Dependemos de quem nos lê. Contribui aqui.

Não era um tema nada fácil de abordar. Na minha curta carreira como jornalista, tinha-me debruçado até então sobre política internacional e extrema-direita. As temáticas LGBTQIA+ eram para mim um outro mundo em que teria de entrar, aprender os conceitos e termos corretos, perceber e respeitar o meu lugar de fala e como as minhas origens e trajetória sociais me influenciam a visão e perceção. Além disso, as minhas formações académica e profissional não me tinham preparado, nem dado ferramentas, para falar com sobreviventes de abusos e violência. O risco de cometer erros era grande.

Regressando à resposta ao contacto do Miguel Salazar. Estávamos em julho de 2021, mas acabámos por combinar um encontro para finais de agosto. Ele vivia próximo do Porto e eu sabia que precisava de tempo para me preparar: estudar o tema e apurar a melhor abordagem para se conduzir uma entrevista com sobreviventes. Comecei por abordar teoricamente o assunto: procurar relatórios de instituições reputadas sobre o tema, compreender conceitos, padrões e tendências sociais e livros jornalísticos sobre abusos. Como é que jornalistas lidaram no passado com investigações sobre traumas e sobreviventes? A memória é essencial no jornalismo.

Um dos livros que li foi o Chasing the Truth: A Young Journalist's Guide to Investigative Reporting, de 2021, sobre os abusos sexuais do produtor de Hollywood Harvey Weinstein. Duas jornalistas contam os bastidores da investigação que publicaram no The New York Times e que lhes demorou um ano, ora procurando sobreviventes ora provas documentais, para escamotear as alegações de abusos. Mais do que as técnicas de investigação, o que me interessou no livro foi a sensibilidade com que as jornalistas abordavam as sobreviventes, sabendo ler os silêncios e as pausas, os receios e os medos, os momentos e as emoções envolvidas enquanto ouviam as suas histórias. Acabou por ser um contributo essencial para a investigação, para o processo de escrita: saber como apresentar as histórias de sobreviventes sem estigmatizar nem vitimizar quem já tanto sofreu.

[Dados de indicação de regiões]
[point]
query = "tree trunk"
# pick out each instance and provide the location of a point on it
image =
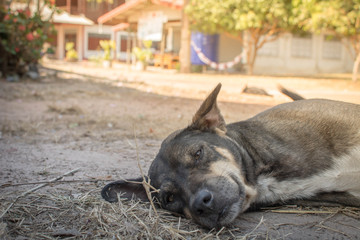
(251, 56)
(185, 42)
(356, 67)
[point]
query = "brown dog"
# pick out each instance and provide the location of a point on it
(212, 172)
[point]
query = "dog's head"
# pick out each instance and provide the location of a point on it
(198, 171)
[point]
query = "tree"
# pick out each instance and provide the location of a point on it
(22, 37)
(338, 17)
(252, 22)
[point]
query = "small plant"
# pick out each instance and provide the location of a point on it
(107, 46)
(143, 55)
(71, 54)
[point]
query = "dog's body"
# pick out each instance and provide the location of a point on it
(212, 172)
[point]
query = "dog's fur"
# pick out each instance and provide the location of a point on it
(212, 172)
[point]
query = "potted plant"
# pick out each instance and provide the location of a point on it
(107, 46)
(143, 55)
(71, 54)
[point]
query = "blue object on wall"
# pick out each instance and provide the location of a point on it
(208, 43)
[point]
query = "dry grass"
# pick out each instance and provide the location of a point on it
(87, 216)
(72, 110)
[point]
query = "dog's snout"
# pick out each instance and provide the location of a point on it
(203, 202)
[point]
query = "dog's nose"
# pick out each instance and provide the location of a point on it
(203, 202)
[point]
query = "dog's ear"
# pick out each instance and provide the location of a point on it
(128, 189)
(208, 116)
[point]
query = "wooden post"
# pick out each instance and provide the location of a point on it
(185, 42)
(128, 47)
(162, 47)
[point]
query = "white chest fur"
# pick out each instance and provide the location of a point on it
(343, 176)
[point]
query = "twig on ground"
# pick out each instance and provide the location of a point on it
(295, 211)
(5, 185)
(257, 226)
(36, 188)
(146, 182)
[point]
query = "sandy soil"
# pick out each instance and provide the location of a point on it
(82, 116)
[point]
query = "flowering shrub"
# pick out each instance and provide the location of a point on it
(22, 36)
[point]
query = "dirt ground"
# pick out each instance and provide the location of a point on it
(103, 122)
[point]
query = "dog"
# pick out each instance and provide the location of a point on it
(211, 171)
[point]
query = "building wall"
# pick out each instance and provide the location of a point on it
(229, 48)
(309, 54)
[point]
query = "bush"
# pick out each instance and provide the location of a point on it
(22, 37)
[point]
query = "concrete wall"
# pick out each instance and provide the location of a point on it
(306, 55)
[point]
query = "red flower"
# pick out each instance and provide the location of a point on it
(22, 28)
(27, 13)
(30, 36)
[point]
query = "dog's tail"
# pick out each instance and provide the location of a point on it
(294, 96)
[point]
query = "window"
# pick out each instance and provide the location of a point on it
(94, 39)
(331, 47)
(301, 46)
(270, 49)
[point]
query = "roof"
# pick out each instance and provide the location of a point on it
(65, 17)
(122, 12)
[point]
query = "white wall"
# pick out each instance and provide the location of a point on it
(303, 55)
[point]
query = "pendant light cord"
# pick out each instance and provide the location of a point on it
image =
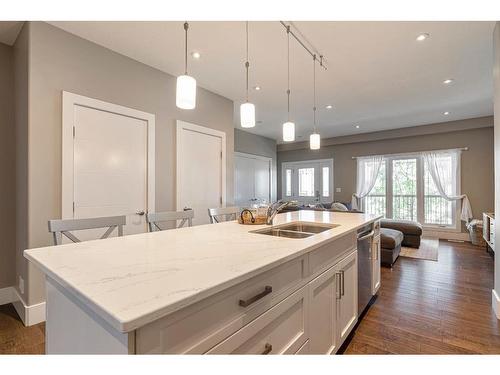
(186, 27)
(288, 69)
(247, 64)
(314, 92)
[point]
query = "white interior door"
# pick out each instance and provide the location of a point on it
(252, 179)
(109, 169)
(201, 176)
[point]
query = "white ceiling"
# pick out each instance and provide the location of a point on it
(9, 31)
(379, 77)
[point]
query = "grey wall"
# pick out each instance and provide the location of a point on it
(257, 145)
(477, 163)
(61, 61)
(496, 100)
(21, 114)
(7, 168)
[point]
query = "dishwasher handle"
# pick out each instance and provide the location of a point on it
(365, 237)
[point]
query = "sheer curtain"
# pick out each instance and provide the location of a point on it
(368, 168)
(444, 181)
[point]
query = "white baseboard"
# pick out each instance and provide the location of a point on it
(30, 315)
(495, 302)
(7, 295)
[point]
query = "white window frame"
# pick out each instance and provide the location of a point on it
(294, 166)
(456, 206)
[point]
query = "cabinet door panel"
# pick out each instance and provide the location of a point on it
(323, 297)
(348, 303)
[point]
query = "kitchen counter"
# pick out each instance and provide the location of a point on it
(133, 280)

LISTA DE TAREFAS:
1. Responde a estas perguntas sobre o excerto do documento:
(a) Sobre que temas se tinha debruçado, até então, quem escreve?
(b) Em que mês e ano foi dada a resposta ao contacto de Miguel Salazar?
(c) Em que jornal publicaram as duas jornalistas a investigação sobre Harvey Weinstein?
2. Retoma o texto sobre a preparação para entrevistar sobreviventes e continua-o a partir da última frase do excerto do documento.

RESPOSTAS DO EXERCÍCIO:
1.
(a) Política internacional e extrema-direita.
(b) Em julho de 2021.
(c) No The New York Times.

2.
No entretanto, estudei as redes sociais do Miguel, à procura de pormenores que me permitissem conhecê-lo um pouco, saber algo mais que a sua mera apresentação por e-mail. Quando o vi pela primeira vez pareceu-me uma pessoa completamente diferente: mais calado, introspetivo, nada como aquela pessoa que as suas redes sociais davam a entender. Alto e magro, com o cabelo bem cortado e rente nos lados, com uma voz suave, a sua descontração era, dentro dos possíveis, alguma. Tinha-se preparado mentalmente. Acabámos por almoçar numa esplanada e por mais de uma hora falámos de assuntos que nada tinham a ver com o nosso encontro, fez-me perguntas e fui-me apresentando, deixando-o à vontade. O objetivo era criar uma ligação de confiança e demonstrar empatia.

Depois do almoço, fomos para um recanto mais privado de um café, escolhido por ele enquanto caminhávamos pela rua, para podermos falar à vontade – era um local mais reservado, mas nada que fosse sombrio ou que indicasse que o assunto a ser discutido era tabu ou que tinha qualquer secretismo. Fui buscar os pedidos ao balcão para lhe dar um momento para se preparar.

Como início de conversa, disse-lhe que qualquer coisa que ele dissesse e que não quisesse que fosse publicada era só dizer. Garanti-lhe que não estava ali para o prejudicar, que sabia que teria de reviver traumas para contar a sua história, e que nunca lhe poderia dizer que contá-la iria trazer alívio – um dos erros mais comuns que nós, jornalistas, fazemos. Disse-lhe que seria gravada, publicada em formato escrito e que não tivesse qualquer problema em recusar responder a uma pergunta que considerasse mais invasiva ou mesmo inapropriada. Ele aceitou, retirei o gravador e o bloco de notas da mala, dispu-los em cima da mesa, para ficarem bem visíveis, e começou a contar a sua história.

As minhas primeiras perguntas foram abertas e, sobretudo, sem juízos de valor, mostrando empatia na voz e na comunicação não verbal. Começar pelo geral, pelo contexto, para depois ir afunilando nas questões. Testar o terreno. Dar-lhe a perceber que não o culpava ou responsabilizava por qualquer uma das suas ações, e muito menos sentimentos. Respeitar os seus silêncios, deixá-lo respirar e pensar foi uma constante preocupação, nunca o interrompendo quando estava à procura de uma palavra ou para complementar qualquer linha de pensamento. Terminadas as minhas perguntas, deixei-o à vontade para acrescentar qualquer coisa que quisesse dizer, para que a conversa não acabasse abruptamente.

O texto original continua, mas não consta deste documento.